PAGE |
Well, THAT just happened.

I heard murmurings from people I trust in the game space talking about Plague Tale: Innocence, not to mention the bizarre press emails I’d been getting months in advance about the strangely titled game. Having glanced through them and scratching my head about how they were going to make a game about a dark plague tearing through 12th century France, I put it out of my mind. Finally, it came out to fairly decent praise, so if nothing else, I had to satisfy my morbid curiosity and give it a try.

If I had to put Plague Tale: Innocence into a summary statement, it’s a fairly grotesque one. There is a scene in the movie Schindler’s List, where a young boy dives into an outhouse toilet to avoid capture from the Nazis. THAT is Plague Tale: Innocence.

Yeah, it’s a weird one.

You play as Amicia De Rune (and the fact that I remember that without looking it up should tell you about the level of character development they have in the game), the daughter of minor nobility. You live peacefully in the French countryside with your mother, father, servants, and most importantly, your sickly five-year-old brother, Hugo. Peacefully, that is, until the rats come. The countryside literally erupts in swarms of plague-ridden rats from the ground, razing entire villages in their tiny teeth and sickness.

However, a different plague comes in the wake of the rats in the form of the Catholic church. From out of nowhere, knights from the church arrive at your family’s estate, killing everything in their path and searching for Hugo, your younger brother. You watch as your family is slaughtered before you and are forced to flee with Hugo in tow, to relative safety. The story becomes a search for answers as the siblings race from place to place, hiding from both the rat swarms and the knights hunting them.

So, a few things. First, the game is almost all third-person stealth-based with a smattering of puzzles, so for the impatient or people who complain about stealth sections in games, Plague Tale is not for you. Amicia has a sling that she’s able to take out some guards with, but generally speaking, you generally have to remain hidden. As for the rats, clever use of light and fire is used to direct the rat swarms around. This is a slow, plodding game of hiding and exposition, following Amicia, Hugo, and their downtrodden band of “Youth-Adult” companions.

And that’s another bizarre choice.

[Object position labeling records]
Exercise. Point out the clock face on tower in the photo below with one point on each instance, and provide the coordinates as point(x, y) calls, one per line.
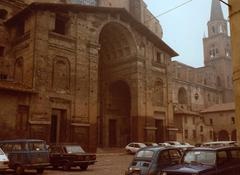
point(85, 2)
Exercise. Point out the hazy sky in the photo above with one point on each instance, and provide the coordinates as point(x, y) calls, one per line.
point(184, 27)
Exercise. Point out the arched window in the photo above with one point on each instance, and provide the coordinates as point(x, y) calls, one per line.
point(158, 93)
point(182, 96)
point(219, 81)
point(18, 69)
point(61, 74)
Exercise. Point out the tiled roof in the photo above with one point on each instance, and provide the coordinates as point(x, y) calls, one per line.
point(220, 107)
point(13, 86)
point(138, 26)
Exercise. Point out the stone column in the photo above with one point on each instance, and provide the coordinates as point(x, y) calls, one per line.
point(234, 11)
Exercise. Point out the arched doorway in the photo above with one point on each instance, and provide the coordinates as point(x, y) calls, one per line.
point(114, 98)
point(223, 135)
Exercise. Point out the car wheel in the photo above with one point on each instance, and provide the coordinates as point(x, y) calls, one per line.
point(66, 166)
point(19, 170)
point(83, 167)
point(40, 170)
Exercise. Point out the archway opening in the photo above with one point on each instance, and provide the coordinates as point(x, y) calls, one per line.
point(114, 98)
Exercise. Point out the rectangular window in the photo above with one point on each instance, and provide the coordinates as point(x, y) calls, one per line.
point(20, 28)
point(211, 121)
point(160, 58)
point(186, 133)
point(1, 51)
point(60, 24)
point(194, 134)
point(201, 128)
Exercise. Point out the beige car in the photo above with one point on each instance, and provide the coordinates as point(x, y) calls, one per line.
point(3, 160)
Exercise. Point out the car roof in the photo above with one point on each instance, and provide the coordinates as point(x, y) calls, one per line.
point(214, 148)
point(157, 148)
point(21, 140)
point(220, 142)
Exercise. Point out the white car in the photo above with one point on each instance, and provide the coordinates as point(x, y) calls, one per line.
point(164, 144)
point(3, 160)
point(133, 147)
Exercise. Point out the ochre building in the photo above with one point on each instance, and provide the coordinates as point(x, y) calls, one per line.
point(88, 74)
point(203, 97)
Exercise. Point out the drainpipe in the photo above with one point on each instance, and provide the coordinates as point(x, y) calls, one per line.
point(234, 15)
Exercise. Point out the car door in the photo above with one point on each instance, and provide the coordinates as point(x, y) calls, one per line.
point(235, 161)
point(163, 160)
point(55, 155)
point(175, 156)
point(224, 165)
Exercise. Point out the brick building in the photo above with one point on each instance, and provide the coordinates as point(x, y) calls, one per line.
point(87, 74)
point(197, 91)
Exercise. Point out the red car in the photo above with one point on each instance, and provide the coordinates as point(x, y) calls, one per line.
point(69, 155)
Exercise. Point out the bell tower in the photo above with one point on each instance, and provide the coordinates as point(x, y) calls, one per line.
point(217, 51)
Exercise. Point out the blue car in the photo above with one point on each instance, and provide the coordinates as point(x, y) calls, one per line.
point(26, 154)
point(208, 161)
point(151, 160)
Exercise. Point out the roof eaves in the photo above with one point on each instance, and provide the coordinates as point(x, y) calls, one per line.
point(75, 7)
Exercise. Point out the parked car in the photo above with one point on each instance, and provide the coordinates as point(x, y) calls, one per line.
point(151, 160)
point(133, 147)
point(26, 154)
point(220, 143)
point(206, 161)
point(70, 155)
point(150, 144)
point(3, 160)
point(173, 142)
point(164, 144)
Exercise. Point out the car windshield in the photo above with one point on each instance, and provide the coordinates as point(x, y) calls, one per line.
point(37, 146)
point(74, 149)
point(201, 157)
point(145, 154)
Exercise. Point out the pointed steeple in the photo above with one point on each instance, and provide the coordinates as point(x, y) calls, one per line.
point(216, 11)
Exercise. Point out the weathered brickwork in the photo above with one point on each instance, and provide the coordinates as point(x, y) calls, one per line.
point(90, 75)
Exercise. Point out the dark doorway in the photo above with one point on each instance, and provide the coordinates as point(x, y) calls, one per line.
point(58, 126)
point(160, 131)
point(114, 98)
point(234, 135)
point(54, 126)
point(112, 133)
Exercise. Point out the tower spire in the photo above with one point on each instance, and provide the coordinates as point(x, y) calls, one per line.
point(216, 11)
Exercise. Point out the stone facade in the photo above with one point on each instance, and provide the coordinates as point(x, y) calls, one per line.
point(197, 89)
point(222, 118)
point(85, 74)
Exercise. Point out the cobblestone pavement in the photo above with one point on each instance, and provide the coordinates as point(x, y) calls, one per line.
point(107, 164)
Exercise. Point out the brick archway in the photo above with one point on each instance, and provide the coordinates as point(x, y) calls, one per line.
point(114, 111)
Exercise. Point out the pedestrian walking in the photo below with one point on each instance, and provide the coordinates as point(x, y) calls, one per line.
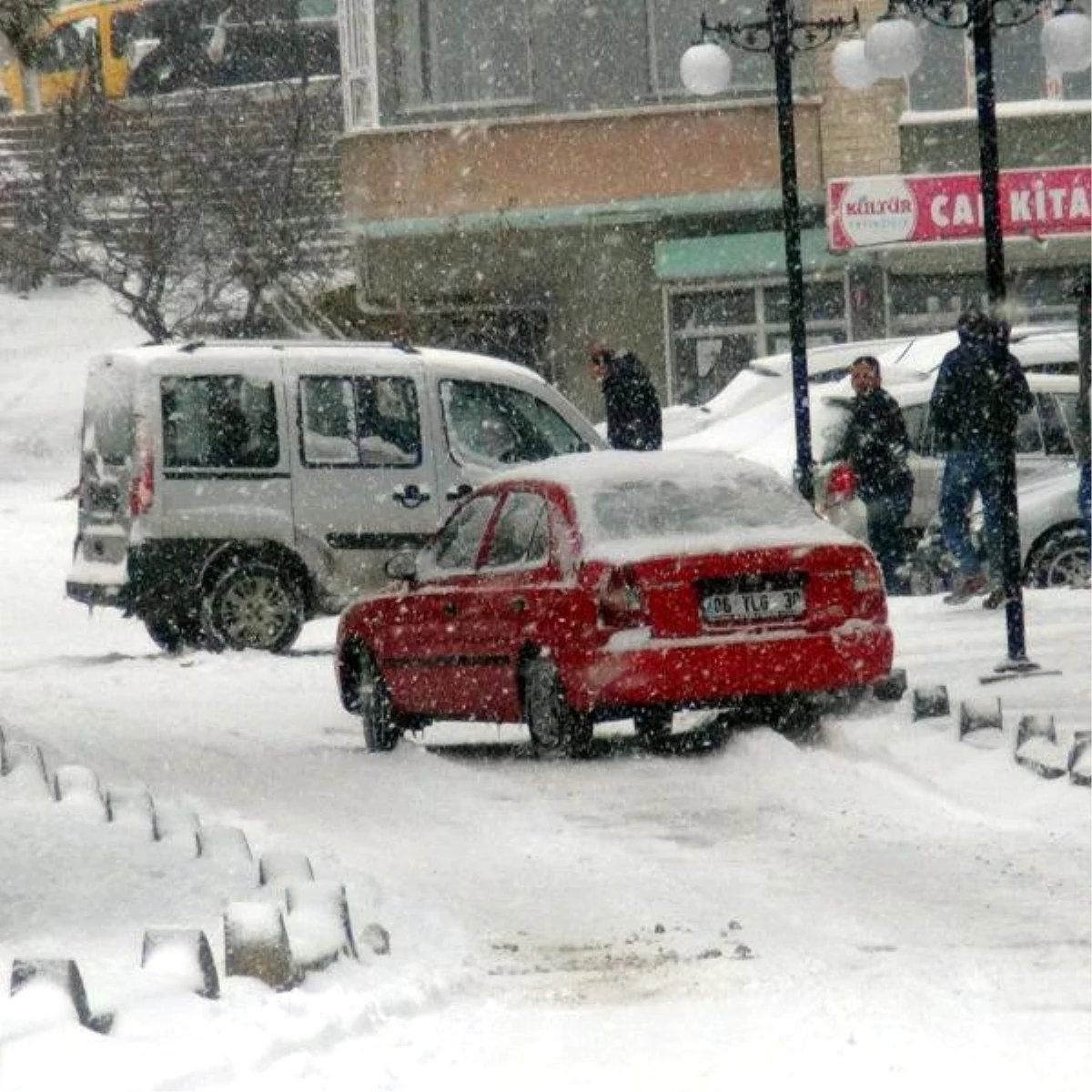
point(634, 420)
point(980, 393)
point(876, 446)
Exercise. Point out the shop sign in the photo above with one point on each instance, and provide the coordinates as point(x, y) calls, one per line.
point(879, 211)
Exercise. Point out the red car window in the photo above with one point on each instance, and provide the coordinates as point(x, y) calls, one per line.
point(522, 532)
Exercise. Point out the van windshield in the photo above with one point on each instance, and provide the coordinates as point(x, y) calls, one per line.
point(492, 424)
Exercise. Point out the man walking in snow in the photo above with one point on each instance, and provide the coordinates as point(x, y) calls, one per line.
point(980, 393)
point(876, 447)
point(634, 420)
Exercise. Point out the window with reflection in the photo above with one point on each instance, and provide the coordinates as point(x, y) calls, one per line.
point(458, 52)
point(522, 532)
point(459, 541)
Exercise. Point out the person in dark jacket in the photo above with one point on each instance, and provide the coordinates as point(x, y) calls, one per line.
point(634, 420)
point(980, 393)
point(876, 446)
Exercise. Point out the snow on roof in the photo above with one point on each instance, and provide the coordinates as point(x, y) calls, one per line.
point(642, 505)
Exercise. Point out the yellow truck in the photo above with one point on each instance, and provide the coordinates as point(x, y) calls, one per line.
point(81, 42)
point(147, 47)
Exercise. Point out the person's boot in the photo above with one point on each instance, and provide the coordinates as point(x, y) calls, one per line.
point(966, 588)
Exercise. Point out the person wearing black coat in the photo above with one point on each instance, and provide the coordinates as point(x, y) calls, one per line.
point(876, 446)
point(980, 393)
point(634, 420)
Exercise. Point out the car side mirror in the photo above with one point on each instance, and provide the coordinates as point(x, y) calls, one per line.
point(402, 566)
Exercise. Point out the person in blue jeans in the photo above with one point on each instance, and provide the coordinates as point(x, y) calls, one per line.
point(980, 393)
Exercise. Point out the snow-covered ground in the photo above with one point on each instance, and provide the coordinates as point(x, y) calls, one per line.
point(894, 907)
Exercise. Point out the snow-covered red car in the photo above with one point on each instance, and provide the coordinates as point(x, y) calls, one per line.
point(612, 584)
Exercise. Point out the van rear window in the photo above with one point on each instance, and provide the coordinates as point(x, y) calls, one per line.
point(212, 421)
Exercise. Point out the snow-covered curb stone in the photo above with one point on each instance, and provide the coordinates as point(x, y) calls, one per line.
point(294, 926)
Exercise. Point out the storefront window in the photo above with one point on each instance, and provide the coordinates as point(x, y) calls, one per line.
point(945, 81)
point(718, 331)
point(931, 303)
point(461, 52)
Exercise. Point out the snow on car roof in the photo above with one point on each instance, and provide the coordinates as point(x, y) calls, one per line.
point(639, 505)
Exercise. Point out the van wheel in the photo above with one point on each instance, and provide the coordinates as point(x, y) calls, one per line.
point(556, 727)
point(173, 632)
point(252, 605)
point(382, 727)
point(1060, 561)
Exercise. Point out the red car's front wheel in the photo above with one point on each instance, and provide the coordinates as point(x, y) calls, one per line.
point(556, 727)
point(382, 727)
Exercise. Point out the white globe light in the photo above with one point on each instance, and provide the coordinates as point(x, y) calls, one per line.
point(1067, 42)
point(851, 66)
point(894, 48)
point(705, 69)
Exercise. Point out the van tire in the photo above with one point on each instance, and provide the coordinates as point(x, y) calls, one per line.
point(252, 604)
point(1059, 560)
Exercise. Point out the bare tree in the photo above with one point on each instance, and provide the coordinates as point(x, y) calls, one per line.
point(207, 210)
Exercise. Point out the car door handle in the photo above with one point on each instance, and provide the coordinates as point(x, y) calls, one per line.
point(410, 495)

SET OF TASKS |
1 – In the Plague Tale: Innocence review, how old is Amicia's brother Hugo?
2 – Resume the Plague Tale: Innocence review after its last sentence and carry it on for a few paragraphs in the same voice.
The records were taken from a separate source and have nothing to do with the text.

ANSWERS FOR THE EXERCISE |
1 – He is five years old.

2 –
All of the “hero” characters are all 15 and younger, and there are quite a few of them. This 100% feels like it could have been a Hollywood script like a Hunger Games or Twilight, except the setting feels far too dire for something like that to work. They put these kids through hell, and where game developers generally hold children above the brutality of video games, the team behind Plague Tale is happy to swarm them with rats, have them bare witness to horrible atrocities and war crimes, and murder them in various ways.

Another bizarre factoid from Plague Tale? All of the child actors? All VERY good, especially five-year-old Hugo. Children in video games are usually embarrassingly poorly acted for some reason, with the benchmark of ridiculous child acting in Quantic Dream’s 2012 Heavy Rain, but somehow, Plague Tale gets it right with the entire cast of kids; this game would be unplayable if they didn’t, because you’re playing this game to follow the story and see where the De Rune kids and their group end up.

I don’t want to spoil the story, as it does go some places in its 8-10 hour jaunt, but I have to give Plague Tale some credit. In a 2019 universe where games are simply about guys and gals shooting each other in the face with assault rifles or bombarding people to death with microtransactions and loot boxes, Plague Tale does neither. There’s no forced in multiplayer, hint of an “extended cinematic universe” outside of the name itself having a subtitle…the developers appear to have just sat around a table with a story to tell and they told it, with some serviceable gameplay.

Plague Tale definitely isn’t for everyone, and it’s a steep price for what you’re getting. However, while you’re missing out on replayability or sick headshots, you’re definitely getting a unique experience that you won’t likely see out there right now, especially not showing up on shelves at Best Buy for $50.